Jura-Volksfest: OB Thumann fahndet nach den Verrätern

7.12.2018, 20:24 Uhr
Jura-Volksfest: OB Thumann fahndet nach den Verrätern

© Foto: Distler

Als einziges Neumarkter Medium hatten die NN in der vergangenen Woche über die nichtöffentliche Sitzung berichtet, bei der der Stadtrat per 19:17-Kampfabstimmung zugunsten des bisherigen Festwirtes Albert Zollbrecht votiert hatte. Sein Mitbewerber Marco Härteis unterlag, obwohl er sich mit einem günstigeren Bierpreis und einer um rund 25 000 Euro höheren Pacht pro Jahr beworben hatte. Dem knappen Votum war eine hitzige, zweistündige Debatte über die Bewertung der beiden Bewerbungen vorausgegangen.

OB Thumann möchte nun gegen die NN-Informanten im Stadtrat per Ordnungsgeld vorgehen. Das Stadtoberhaupt hat der Redaktion eine Frist bis zum 7. Dezember gesetzt und von ihr verlangt, ihm die Namen der Stadträte mitzuteilen. Mindestens drei Mandatsträger hätten "ungeniert und vorsätzlich ihre gesetzliche Verschwiegensheitspflicht missachtet", sich aber "aus Feigheit dann nicht namentlich zitieren lassen", schreibt der OB an die Neumarkter Nachrichten.

Geheimer Sitzungstermin

Der Rathauschef beruft sich auf Artikel 20 der Bayerischen Gemeindeordnung, wonach die Weitergabe von Inhalten aus nichtöffentlichen Sitzungen rechtswidrig sei. Die Redaktion der NN kommt dem Wunsch des OB nicht nach, weil "wir presserechtlich gehalten sind, unsererseits den Informantenschutz zu gewährleisten", heißt es im Antwortschreiben.

Das Zeugnisverweigerungsrecht von Journalisten ist moralisch-berufsethisch und rechtlich in Deutschland ein hohes Gut. Es leitet sich aus der Pressefreiheit nach dem Grundgesetz ab und ist unter anderem im Pressekodex und in der Strafprozessordnung verankert. Diesen umfassenden Informantenschutz räumen die NN auch den Quellen ein, die nun über eine nichtöffentliche Sitzung des beratenden Stadtrats-Festausschusses im Vorfeld der turbulenten Stadtratssitzung berichten. Schon die Umstände und der Ort dieser Sitzung sind pikant: Der Festausschuss hat am Montag, 19. November, praktisch unter konspirativen Bedingungen getagt.

EINTRÄGE DES DATENSATZES:

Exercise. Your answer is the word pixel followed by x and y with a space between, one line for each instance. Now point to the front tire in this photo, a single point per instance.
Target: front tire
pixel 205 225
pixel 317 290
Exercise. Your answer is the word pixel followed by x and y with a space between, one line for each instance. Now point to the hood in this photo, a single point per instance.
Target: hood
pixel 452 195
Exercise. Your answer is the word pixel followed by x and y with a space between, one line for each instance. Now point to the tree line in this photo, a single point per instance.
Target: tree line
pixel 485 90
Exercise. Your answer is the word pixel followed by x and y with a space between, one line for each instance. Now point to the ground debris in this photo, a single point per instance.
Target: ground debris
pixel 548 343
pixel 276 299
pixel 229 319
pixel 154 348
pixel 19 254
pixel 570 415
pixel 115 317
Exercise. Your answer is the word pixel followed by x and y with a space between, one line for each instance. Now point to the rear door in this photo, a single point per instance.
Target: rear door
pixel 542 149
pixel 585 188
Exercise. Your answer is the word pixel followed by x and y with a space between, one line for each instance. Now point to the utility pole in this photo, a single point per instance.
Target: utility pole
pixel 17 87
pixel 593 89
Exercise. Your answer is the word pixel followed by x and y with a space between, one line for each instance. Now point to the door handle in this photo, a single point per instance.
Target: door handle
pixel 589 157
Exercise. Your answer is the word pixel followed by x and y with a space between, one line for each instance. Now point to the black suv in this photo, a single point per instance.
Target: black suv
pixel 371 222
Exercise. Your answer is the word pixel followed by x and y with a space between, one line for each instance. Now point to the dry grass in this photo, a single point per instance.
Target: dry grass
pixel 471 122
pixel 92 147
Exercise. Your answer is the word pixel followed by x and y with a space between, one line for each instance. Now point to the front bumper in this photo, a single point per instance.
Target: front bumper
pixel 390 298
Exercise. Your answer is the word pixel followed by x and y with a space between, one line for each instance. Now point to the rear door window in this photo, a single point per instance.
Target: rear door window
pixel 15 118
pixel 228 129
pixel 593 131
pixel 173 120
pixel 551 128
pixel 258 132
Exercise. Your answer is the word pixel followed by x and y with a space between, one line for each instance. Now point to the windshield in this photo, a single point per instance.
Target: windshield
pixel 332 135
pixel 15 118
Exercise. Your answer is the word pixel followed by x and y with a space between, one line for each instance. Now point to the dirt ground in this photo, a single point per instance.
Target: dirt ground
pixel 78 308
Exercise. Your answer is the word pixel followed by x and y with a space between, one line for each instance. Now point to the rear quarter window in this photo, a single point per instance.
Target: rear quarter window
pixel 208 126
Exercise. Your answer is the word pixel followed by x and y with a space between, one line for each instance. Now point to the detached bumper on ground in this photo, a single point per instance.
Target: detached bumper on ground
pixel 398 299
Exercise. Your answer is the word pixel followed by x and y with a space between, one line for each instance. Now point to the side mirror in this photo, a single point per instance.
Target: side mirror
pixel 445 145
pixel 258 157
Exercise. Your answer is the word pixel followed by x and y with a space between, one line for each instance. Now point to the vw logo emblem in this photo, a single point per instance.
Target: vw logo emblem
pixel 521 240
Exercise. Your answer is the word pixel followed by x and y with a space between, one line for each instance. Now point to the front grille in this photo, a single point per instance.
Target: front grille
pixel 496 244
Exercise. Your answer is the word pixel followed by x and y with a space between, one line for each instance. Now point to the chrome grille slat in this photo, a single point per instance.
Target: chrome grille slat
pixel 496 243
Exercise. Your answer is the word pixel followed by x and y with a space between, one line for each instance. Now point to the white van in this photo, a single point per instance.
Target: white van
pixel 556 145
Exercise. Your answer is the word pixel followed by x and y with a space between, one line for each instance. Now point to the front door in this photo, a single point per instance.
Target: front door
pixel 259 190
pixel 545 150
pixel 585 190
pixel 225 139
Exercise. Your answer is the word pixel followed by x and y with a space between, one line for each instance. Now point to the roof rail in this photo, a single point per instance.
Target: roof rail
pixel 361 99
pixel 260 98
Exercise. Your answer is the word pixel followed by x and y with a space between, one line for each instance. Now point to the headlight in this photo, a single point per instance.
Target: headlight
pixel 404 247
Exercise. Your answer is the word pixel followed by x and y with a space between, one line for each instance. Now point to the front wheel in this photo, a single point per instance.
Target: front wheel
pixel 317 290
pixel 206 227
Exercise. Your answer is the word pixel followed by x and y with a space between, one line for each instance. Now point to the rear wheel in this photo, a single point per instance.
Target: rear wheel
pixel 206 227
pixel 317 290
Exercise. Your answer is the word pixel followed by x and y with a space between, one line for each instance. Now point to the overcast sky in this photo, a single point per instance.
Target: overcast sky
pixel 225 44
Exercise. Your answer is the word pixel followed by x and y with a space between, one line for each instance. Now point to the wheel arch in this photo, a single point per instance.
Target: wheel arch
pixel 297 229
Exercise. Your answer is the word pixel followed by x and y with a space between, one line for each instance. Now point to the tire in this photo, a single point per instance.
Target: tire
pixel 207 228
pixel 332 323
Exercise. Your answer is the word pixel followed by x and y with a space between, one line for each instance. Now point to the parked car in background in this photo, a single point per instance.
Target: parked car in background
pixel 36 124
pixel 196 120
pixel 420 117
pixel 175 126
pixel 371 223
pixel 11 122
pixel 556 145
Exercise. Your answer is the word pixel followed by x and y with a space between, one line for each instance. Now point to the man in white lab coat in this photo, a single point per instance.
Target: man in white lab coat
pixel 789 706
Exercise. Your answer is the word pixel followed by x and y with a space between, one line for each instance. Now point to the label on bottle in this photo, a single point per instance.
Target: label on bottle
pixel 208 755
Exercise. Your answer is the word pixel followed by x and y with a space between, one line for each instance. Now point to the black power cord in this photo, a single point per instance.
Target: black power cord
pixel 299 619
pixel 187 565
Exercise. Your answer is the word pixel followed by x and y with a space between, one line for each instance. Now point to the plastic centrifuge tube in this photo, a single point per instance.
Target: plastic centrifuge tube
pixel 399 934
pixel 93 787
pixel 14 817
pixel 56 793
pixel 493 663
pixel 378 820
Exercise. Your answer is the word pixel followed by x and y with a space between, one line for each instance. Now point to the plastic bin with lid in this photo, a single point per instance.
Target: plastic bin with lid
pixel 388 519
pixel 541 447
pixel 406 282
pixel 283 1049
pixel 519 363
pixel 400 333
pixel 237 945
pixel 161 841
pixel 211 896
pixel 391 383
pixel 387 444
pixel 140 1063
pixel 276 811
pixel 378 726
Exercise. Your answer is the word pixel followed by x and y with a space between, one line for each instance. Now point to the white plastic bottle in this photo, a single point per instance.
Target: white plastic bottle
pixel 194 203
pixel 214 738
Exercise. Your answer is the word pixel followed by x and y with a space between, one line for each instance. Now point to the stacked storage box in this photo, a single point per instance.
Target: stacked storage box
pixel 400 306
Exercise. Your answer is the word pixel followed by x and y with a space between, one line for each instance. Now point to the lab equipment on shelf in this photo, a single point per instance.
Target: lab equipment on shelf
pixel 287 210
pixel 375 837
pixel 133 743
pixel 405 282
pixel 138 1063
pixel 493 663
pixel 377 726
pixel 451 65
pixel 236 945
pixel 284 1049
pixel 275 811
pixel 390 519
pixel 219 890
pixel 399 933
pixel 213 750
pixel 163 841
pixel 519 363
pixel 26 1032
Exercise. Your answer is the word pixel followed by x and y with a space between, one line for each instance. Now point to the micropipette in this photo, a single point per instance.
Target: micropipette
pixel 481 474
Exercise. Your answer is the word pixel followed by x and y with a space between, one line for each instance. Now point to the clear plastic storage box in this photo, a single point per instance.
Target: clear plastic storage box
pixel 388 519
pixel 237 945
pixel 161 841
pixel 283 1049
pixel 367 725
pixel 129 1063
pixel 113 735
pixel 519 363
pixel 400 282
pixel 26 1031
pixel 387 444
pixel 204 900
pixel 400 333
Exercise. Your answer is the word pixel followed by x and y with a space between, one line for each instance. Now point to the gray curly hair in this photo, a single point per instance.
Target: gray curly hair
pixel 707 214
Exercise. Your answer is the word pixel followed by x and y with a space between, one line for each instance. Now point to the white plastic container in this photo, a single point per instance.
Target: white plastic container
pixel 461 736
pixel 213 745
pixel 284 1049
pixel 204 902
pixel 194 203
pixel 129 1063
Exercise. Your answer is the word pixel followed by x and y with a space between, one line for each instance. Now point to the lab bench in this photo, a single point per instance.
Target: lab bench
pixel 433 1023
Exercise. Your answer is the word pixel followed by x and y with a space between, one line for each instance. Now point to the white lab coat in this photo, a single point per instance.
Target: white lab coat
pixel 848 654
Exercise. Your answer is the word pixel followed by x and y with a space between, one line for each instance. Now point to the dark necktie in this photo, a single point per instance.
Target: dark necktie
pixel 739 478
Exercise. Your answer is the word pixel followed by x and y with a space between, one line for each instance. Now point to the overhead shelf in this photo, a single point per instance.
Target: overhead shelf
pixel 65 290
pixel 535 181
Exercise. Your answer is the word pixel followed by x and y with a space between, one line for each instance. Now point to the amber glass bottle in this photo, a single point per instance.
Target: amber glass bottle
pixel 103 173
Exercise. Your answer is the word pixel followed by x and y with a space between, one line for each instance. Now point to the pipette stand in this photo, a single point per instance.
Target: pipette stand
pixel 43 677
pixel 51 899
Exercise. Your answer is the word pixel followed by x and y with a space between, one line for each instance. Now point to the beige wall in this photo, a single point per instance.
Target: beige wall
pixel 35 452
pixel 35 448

ZIEL DER ÜBUNG:
Gib den Absatz des vorliegenden Textes, der mit „OB Thumann möchte nun“ beginnt, bitte als kurze Liste mit seinen wichtigsten Fakten wieder.

LÖSUNG DER AUFGABE:
- OB Thumann will mit einem Ordnungsgeld gegen die Informanten der NN im Stadtrat vorgehen.
- Er hat der Redaktion eine Frist bis zum 7. Dezember gesetzt, ihm die Namen der betreffenden Stadträte zu nennen.
- In seinem Schreiben an die Neumarkter Nachrichten wirft er mindestens drei Mandatsträgern vor, ihre gesetzliche Verschwiegenheitspflicht ungeniert und vorsätzlich missachtet zu haben.
- Laut OB haben sie sich aus Feigheit nicht namentlich zitieren lassen.